| Provided text |
Raftilose and Raftiline also cover the off-notes of high-intensity sweeteners, rounding out the flavor. This flavor masking also translates in soy ice creams, and has synergy with fruit flavors to help “fruit” notes emerge more strongly.
“Raftilose 95 may affect the viscosity of the ice cream mix because of its solubility, but if a lower level of the high intensity sweetener is desired then we recommend it,” says Hursh. “On the other hand, Raftiline GR is less sweet by itself and has no effect upon viscosity, but requires more of the high-intensity sweetener.”
Keeping it Together
The rest of the equation is the stabilizer systems used with sweetener replacements. These are essential for keeping fat and water dispersed evenly in an emulsion, and then binding the free water after freezing and hardening so ice crystal formation is negligible.
“One key consideration with a stabilizer system is to create a product that will flow and not clog the pasteurization system. You must have a viscosity thin enough to process. Some stabilizers for no-sugar-added ice creams bind quite a bit of water or are not quite as soluble,” says Meyer. “They may even striate in the hold tank. After the freeze, in the hardening stage, it is important to know how that system will work to further minimize ice crystal formation. The stabilizer system is also key in preventing heat shock in the field, where a lot of product degradation can occur. But a good food scientist is aware of these things and can formulate for them quite easily.”
In the past, because distribution systems were lengthy, stabilizer systems would be insulated to last through different stages and impart the proper water binding and prevent ice crystal growth throughout a long shelf life. Now, the newest innovations create smaller air cells and extremely fine water crystals, which results in improved texture.

| Work instructions |
In the text on ice cream sweeteners and stabilizers, what effect does Raftiline GR have on viscosity? The records have nothing to do with this.

Entries taken from a collection
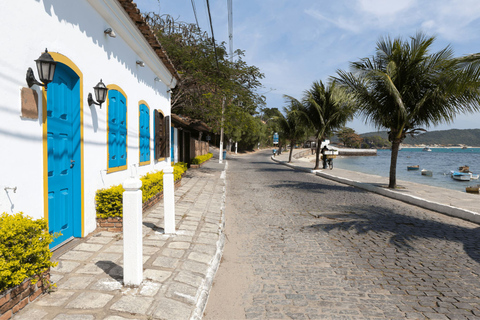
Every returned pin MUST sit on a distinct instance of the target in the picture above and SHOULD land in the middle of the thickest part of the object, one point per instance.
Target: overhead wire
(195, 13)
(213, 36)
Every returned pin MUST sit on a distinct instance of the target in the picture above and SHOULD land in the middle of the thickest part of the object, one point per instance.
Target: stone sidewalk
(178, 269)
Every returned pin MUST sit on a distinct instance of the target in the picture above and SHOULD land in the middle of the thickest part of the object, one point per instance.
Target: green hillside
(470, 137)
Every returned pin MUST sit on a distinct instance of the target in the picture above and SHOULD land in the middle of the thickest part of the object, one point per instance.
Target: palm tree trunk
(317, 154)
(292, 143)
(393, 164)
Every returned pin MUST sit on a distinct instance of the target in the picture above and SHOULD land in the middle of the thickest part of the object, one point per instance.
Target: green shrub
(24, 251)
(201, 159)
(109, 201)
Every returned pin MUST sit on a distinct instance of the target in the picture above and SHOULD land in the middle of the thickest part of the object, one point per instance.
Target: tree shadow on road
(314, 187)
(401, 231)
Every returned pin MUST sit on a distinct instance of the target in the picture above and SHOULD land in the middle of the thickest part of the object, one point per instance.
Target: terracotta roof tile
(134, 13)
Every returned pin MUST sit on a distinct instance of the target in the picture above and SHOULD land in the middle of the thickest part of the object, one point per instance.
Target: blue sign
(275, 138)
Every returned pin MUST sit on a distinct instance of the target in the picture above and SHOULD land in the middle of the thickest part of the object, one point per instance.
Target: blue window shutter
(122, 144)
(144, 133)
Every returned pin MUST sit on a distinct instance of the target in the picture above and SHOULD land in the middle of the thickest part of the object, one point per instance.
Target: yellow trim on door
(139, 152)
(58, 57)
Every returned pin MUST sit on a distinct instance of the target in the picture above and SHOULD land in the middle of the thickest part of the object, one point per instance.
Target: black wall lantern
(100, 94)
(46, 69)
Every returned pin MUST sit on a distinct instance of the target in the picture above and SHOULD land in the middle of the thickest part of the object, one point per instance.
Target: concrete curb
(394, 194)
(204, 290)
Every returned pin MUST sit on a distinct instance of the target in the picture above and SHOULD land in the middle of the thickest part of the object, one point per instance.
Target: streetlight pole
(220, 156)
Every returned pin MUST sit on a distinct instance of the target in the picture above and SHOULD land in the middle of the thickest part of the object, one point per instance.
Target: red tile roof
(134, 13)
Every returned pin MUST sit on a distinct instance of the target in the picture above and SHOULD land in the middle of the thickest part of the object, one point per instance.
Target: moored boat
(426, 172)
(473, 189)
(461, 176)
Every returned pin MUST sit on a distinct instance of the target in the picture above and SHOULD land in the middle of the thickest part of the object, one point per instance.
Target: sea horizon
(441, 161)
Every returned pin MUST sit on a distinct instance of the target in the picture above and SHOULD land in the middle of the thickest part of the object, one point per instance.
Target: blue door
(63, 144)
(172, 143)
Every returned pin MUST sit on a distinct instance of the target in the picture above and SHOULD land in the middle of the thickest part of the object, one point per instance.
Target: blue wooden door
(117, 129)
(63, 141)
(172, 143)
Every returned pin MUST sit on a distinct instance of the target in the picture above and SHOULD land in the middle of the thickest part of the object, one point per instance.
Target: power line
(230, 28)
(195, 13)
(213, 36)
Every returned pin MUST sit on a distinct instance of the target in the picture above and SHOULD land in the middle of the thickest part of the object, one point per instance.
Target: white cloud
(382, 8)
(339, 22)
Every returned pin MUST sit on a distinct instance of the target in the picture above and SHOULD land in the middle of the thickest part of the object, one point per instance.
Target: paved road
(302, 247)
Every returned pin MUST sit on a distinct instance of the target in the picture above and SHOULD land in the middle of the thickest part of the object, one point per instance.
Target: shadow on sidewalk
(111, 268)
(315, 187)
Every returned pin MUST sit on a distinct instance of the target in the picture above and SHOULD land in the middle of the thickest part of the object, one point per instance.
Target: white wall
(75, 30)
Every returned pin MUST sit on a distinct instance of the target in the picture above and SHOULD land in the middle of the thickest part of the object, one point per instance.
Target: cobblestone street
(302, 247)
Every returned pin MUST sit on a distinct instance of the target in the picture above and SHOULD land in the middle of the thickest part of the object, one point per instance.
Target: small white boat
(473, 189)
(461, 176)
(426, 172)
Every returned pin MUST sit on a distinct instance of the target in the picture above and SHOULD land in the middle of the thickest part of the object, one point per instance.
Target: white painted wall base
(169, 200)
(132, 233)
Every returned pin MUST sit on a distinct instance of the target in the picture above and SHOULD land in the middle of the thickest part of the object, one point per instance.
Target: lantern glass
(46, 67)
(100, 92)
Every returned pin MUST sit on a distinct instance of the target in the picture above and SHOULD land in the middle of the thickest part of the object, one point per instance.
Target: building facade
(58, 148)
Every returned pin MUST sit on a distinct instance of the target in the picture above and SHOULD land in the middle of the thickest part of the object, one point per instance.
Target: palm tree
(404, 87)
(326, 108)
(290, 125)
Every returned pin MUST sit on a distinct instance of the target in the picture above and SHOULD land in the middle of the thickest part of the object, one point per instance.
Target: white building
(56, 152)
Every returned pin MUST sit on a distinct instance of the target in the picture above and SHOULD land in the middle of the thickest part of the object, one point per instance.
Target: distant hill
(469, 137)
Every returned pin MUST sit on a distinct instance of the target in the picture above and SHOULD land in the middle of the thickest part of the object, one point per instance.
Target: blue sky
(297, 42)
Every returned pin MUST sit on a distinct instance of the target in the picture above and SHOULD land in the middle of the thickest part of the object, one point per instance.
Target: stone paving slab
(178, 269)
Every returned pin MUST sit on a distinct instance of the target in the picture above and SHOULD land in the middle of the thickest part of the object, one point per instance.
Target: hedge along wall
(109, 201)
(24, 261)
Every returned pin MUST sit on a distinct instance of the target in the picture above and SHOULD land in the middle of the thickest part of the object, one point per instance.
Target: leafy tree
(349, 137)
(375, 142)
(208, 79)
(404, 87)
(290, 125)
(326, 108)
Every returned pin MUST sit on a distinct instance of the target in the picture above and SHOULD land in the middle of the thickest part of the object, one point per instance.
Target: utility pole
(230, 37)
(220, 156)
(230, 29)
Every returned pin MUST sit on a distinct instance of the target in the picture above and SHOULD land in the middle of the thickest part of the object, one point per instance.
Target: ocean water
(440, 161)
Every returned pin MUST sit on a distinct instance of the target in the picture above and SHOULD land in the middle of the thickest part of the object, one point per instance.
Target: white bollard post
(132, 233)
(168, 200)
--
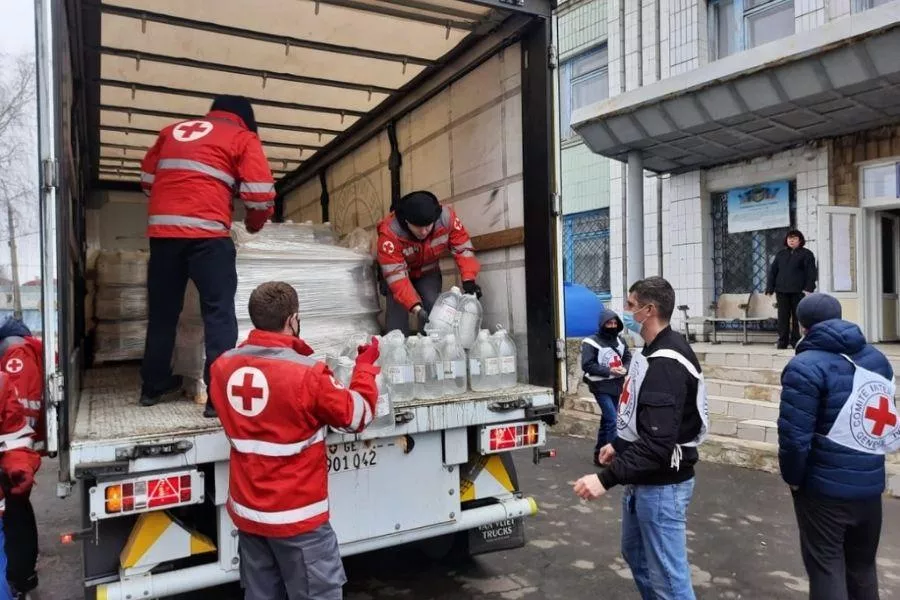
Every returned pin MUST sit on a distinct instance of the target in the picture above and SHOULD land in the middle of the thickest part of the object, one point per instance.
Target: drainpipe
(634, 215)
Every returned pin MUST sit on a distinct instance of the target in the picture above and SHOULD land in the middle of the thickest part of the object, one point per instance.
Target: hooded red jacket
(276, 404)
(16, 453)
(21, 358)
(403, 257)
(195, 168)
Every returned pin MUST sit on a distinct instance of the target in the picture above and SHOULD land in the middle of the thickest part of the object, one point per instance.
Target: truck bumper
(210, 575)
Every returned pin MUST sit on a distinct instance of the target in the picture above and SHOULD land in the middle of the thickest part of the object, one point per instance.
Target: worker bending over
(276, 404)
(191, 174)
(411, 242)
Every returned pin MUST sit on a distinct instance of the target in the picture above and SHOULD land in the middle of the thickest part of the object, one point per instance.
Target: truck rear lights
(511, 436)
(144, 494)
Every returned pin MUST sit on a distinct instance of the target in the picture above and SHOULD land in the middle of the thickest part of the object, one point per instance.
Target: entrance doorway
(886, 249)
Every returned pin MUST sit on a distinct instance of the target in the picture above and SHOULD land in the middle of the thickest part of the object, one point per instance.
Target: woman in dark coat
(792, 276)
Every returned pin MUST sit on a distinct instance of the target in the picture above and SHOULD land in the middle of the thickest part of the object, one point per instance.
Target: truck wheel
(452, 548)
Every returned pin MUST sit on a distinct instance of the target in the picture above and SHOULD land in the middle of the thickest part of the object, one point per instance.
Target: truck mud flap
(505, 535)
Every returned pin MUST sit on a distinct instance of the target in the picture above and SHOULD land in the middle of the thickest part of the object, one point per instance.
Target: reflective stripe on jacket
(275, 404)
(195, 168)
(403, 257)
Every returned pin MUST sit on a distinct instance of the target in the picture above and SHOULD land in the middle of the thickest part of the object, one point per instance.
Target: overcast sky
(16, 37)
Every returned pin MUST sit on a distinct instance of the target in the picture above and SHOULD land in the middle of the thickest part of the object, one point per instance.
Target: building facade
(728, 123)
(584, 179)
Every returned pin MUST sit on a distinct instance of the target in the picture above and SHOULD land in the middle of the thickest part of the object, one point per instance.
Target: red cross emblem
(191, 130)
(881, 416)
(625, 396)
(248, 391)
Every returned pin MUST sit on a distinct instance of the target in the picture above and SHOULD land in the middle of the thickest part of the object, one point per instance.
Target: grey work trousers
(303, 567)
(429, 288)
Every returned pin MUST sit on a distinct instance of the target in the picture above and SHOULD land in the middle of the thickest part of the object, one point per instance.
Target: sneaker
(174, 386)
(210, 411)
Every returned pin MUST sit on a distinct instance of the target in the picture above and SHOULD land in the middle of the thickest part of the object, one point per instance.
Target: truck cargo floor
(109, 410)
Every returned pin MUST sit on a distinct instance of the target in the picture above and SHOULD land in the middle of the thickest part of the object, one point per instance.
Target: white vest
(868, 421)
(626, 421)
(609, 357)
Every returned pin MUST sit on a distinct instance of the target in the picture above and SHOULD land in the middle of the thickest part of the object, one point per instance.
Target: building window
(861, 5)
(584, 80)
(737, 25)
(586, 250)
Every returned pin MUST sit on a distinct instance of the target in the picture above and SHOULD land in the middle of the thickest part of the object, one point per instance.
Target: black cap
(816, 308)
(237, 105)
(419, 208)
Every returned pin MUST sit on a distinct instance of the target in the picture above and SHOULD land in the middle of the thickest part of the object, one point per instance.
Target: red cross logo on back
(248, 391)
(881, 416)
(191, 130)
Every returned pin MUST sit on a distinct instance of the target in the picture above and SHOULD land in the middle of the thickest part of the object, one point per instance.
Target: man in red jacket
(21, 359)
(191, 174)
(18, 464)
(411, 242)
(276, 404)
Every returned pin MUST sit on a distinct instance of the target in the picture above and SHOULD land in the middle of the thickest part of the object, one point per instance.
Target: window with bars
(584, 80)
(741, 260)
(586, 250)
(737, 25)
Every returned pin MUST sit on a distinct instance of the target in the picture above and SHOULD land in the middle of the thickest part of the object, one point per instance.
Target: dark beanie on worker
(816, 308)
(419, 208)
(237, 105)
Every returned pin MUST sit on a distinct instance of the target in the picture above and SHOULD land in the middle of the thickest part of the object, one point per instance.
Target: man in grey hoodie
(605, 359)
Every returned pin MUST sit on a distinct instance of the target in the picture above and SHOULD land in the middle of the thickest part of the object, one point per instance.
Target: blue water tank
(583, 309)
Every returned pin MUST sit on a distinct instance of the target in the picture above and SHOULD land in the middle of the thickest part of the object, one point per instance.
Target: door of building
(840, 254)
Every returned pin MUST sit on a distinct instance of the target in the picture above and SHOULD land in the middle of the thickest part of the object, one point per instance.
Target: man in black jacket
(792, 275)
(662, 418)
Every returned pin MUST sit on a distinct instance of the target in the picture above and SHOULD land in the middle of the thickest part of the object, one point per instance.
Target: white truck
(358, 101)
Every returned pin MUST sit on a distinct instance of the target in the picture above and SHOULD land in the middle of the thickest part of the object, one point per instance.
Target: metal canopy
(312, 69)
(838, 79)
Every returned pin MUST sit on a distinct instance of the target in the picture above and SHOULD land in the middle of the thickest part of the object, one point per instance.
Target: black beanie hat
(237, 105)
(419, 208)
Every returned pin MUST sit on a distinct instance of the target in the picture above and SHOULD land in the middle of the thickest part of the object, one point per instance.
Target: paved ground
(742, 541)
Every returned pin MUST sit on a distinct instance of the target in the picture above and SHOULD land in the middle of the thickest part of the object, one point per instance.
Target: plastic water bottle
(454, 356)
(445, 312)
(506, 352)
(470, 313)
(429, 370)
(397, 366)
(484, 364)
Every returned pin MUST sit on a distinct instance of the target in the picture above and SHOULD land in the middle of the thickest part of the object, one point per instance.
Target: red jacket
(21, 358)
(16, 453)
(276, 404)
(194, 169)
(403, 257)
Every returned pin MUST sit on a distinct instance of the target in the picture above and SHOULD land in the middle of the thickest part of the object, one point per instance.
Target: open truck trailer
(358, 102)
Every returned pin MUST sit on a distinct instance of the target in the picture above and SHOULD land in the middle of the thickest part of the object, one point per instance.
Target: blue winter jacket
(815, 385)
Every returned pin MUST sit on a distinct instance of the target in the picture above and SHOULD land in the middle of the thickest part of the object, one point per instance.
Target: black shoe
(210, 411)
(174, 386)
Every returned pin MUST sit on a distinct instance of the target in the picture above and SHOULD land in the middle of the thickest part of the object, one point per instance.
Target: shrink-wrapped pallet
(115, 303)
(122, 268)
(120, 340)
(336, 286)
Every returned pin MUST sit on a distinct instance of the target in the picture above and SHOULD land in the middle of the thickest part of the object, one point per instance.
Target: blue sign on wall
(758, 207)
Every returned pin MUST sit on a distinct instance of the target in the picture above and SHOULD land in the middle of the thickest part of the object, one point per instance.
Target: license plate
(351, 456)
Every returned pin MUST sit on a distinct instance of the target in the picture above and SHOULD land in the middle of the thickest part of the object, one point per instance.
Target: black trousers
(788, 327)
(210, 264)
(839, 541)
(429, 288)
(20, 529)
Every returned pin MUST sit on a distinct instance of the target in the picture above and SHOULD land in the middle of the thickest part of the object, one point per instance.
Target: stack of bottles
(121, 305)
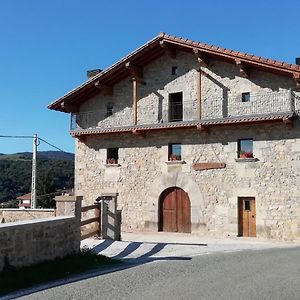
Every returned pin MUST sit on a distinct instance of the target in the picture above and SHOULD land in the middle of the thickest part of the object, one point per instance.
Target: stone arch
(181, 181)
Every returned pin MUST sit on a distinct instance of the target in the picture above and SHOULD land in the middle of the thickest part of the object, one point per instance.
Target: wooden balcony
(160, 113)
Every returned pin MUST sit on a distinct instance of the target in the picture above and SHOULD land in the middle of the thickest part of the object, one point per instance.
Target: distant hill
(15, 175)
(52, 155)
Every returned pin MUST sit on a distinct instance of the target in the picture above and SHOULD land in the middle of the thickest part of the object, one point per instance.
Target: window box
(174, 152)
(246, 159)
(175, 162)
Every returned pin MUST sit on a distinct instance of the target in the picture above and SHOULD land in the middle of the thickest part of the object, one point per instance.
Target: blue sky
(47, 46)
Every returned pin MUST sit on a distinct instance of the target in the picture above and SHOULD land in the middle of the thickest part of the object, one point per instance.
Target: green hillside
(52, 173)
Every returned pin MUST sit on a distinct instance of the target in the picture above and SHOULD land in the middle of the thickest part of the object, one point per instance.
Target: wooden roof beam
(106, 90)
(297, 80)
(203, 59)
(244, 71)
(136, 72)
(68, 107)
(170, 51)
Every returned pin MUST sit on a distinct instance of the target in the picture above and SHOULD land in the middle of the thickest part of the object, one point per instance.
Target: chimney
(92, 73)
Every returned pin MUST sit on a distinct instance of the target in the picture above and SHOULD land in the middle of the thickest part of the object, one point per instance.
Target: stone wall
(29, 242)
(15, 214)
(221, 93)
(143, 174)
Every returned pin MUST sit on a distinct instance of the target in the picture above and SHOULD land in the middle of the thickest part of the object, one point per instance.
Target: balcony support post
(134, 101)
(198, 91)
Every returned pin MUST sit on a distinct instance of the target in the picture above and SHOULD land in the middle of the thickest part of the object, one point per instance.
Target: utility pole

| Completed task |
It has no effect on viscosity.